How to have end-of-life conversations

Speakers at the AVMA Humane Endings Symposium touch on ethics and empathy

When is death the best or even an acceptable option for an animal?

It’s a complex question, one that neither science nor ethics can fully answer. Given all that is at stake, conversations about euthanasia and depopulation can be extremely difficult and contentious.

With that in mind, the opening morning of the AVMA Humane Endings Symposium, held Jan. 26-29 in Chicago, featured presentations on the challenges of talking about ending animal life.

Jen Brandt, PhD, AVMA director of member wellbeing, diversity, equity, and inclusion initiatives, speaks at the AVMA Humane Endings Symposium.

“Part of what makes these conversations so difficult is that there’s a need to engage the embedded ethics questions hidden within the topic, and sometimes it can be difficult to discuss these conversations collegially,” said Candace Croney, PhD, director of the Center for Animal Welfare Science at Purdue University College of Veterinary Medicine.

_ _ _

# WHAT THIS EXERCISE ASKS:
1. Echo part of the symposium article word for word, beginning at the words "It’s a complex" and stopping after the words "of Veterinary Medicine.".
2. List the areas that the symposium article names in Jen Brandt's AVMA director title.

_ _ _

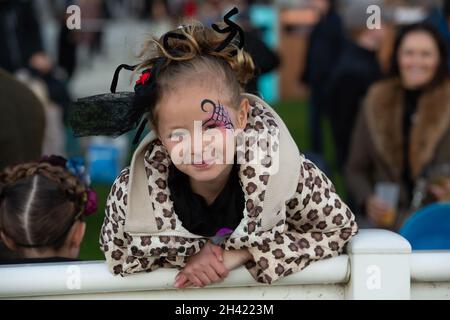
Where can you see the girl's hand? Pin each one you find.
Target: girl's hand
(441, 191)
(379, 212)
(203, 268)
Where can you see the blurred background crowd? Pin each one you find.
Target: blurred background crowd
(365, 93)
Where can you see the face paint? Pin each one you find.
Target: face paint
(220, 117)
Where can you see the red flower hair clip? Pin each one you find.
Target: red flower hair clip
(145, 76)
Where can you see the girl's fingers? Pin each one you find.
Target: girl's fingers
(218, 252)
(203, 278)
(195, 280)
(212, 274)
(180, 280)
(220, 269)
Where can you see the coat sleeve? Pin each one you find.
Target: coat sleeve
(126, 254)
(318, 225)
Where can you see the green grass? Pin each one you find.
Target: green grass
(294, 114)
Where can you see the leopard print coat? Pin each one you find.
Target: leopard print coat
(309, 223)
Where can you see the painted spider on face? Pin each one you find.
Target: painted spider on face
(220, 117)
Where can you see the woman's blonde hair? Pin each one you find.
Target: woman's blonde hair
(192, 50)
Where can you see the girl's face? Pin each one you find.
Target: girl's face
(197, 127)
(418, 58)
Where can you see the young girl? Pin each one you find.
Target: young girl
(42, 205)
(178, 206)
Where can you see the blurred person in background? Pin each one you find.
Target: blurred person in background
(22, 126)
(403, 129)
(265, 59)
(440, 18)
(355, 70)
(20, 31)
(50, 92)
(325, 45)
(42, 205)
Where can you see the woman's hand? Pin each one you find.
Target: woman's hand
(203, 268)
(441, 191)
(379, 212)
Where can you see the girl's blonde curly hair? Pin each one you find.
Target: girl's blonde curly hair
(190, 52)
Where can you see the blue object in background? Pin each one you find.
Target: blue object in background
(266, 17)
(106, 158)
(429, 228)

_ _ _

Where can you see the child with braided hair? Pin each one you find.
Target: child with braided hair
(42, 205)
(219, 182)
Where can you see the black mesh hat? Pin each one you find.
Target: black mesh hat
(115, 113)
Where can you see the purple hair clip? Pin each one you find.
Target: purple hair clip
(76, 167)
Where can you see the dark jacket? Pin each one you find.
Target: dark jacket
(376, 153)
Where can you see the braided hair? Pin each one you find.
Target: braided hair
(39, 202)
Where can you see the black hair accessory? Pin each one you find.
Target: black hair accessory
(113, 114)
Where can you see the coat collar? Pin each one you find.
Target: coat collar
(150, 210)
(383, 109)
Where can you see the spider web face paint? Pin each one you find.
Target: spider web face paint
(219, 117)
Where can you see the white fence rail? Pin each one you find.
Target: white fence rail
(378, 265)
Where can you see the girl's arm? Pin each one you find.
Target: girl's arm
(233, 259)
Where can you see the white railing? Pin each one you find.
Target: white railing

_ _ _

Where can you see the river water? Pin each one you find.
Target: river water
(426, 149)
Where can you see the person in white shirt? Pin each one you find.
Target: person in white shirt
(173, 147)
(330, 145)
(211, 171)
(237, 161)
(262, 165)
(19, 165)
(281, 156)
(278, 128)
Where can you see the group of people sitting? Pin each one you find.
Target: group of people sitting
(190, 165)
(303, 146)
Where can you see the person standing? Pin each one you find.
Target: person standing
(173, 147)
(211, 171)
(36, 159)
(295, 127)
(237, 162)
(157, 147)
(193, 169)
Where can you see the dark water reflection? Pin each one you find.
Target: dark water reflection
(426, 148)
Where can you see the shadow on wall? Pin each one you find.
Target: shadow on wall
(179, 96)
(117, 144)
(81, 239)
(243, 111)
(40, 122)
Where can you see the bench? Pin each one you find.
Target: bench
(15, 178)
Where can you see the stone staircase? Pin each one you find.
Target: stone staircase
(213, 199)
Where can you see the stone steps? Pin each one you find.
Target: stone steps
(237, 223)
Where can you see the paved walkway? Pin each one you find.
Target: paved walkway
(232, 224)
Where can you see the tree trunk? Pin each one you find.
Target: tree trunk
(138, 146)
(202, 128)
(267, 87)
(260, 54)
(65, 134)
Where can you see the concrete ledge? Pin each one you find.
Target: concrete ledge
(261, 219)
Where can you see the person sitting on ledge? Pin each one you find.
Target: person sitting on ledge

_ _ _

# SOLUTIONS IN ORDER:
1.
It’s a complex question, one that neither science nor ethics can fully answer. Given all that is at stake, conversations about euthanasia and depopulation can be extremely difficult and contentious.

With that in mind, the opening morning of the AVMA Humane Endings Symposium, held Jan. 26-29 in Chicago, featured presentations on the challenges of talking about ending animal life.

Jen Brandt, PhD, AVMA director of member wellbeing, diversity, equity, and inclusion initiatives, speaks at the AVMA Humane Endings Symposium.

“Part of what makes these conversations so difficult is that there’s a need to engage the embedded ethics questions hidden within the topic, and sometimes it can be difficult to discuss these conversations collegially,” said Candace Croney, PhD, director of the Center for Animal Welfare Science at Purdue University College of Veterinary Medicine.

2. member wellbeing, diversity, equity, inclusion